Lo scoppio della guerra in Ucraina e l’occupazione militare russa del Donbass ha costretto le varie forze politiche a prendere posizione su alcune questioni fondamentali sia sul piano ideologico che su quello geopolitico. Lo stesso vale per Fratelli d’Italia, partito che si trova formalmente all’opposizione in Parlamento (ma alleato ad alcuni dei partiti che invece sostengono il Governo) e il cui posizionamento può essere esaminato a partire da tre diverse questioni: 1) l’atteggiamento sulla guerra in generale; 2) la collocazione atlantista dell’Italia; 3) i rapporti tra le forze politiche nazional-conservatrici in Europa e negli Stati Uniti.

L’ideologia di fondo di Fratelli d’Italia, che si propone come continuatore del Movimento Sociale Italiano e più in generale di una destra conservatrice i cui confini con l’identità neofascista non sono mai nettamente delineati, assume la guerra come strumento potenziale di regolazione del conflitto politico.

In una certa misura, la politica può essere considerata la continuazione della guerra con altri mezzi (rovesciando il concetto di von Clausewitz). D’altra parte Giorgia Meloni conclude la sua biografia scrivendo “io sono un soldato” e “non diserterò”. Sempre nello stesso libro l’idea di Europa che viene affermata non è quella presente spesso nella retorica europeista (a volte sincera a volte meno) che colloca la costruzione dell’Unione Europea nell’orizzonte del superamento dei nazionalismi che hanno prodotto due conflitti mondiali, ma quella che si fonda sulla guerra come marcatore di dientità. Soprattutto contro l’eterno nemico islamico. La battaglia di Poitiers nel 732 d.c. con la quale viene fermata “la marea islamica”, la difesa di Costantinopoli di Costantino XI oppure “i caduti nella battaglia di Lepanto del 1571 per fermare l’avanzata turca”.
◆ ◆ ◆ ◆
- [OBIETTIVO DICHIARATO]: Riproduci fedelmente il passo del testo su Fratelli d'Italia e la guerra in Ucraina che comincia con "L’ideologia di fondo" e termina con "del conflitto politico.".

- [VOCI ELENCATE]:
◆ ◆ ◆ ◆
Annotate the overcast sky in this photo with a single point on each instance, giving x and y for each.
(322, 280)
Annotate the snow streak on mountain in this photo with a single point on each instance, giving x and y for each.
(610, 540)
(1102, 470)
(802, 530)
◆ ◆ ◆ ◆
- [RISPOSTA]:
L’ideologia di fondo di Fratelli d’Italia, che si propone come continuatore del Movimento Sociale Italiano e più in generale di una destra conservatrice i cui confini con l’identità neofascista non sono mai nettamente delineati, assume la guerra come strumento potenziale di regolazione del conflitto politico.